● DIRECTIONS FOR THIS TASK
Repeat exactly the lines of the listing from the line containing "Target: woman's hand" through its last line, and nothing beyond them.

● GIVEN DATA

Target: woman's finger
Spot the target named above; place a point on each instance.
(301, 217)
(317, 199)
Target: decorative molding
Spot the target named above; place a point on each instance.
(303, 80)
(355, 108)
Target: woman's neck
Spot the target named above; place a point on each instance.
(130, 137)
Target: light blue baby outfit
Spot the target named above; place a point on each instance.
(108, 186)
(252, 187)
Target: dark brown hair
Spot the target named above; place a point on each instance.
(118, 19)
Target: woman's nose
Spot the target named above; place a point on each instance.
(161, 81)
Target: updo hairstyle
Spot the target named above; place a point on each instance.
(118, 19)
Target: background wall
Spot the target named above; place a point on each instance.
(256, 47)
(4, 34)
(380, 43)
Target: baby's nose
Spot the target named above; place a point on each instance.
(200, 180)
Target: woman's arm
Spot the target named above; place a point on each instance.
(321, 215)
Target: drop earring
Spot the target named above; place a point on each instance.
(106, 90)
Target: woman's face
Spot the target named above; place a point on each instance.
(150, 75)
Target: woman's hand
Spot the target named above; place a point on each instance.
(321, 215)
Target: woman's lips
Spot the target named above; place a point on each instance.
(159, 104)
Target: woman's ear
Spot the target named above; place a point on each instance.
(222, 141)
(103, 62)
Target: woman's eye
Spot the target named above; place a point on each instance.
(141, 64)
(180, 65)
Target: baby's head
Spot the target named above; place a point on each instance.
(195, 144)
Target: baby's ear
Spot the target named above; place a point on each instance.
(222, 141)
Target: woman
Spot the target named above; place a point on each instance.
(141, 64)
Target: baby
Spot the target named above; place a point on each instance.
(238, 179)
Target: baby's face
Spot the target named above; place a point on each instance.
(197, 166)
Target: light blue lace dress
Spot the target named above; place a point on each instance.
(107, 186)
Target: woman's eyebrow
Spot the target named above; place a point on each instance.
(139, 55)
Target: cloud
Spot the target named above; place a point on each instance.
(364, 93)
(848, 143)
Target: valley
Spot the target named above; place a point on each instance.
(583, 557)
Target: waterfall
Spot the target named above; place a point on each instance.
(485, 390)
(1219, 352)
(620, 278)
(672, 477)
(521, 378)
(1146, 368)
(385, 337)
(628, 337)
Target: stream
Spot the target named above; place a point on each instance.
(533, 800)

● ANSWER FOR THE TASK
Target: woman's hand
Spot the target named above; place a point on each instance.
(321, 215)
Target: woman's lips
Spot the target named above; place a point on each instance.
(159, 104)
Target: woman's ear
Spot the target named above; place a point on each instance.
(222, 141)
(103, 62)
Target: woman's eye
Spot the target named above; place a point on each instance.
(141, 64)
(180, 65)
Target: baby's head
Spot the target named above; place a point on each instance.
(195, 144)
Target: baby's ear
Spot the target named above; place a point on each instance.
(222, 141)
Target: woman
Spot the target named above; place a point on each instance.
(141, 64)
Target: baby
Spot the target named above; place a point on each instance.
(238, 179)
Target: baby's face
Spot the target named above; place a point on each instance.
(197, 166)
Target: light blue lace dress
Spot the target named above; place a point on each instance.
(107, 186)
Target: woman's eyebrow
Spot the target named above; place a point on each instance.
(139, 55)
Target: cloud
Spot the target named above; place a point on each instance.
(364, 93)
(848, 143)
Target: valley
Spot the target named above; place a point on each instance.
(583, 557)
Target: waterfall
Spot the target named above; place a point on each instance.
(485, 390)
(1219, 352)
(620, 278)
(672, 477)
(521, 378)
(1146, 368)
(385, 337)
(628, 337)
Target: stream
Spot the target named above; place a point on each instance.
(533, 800)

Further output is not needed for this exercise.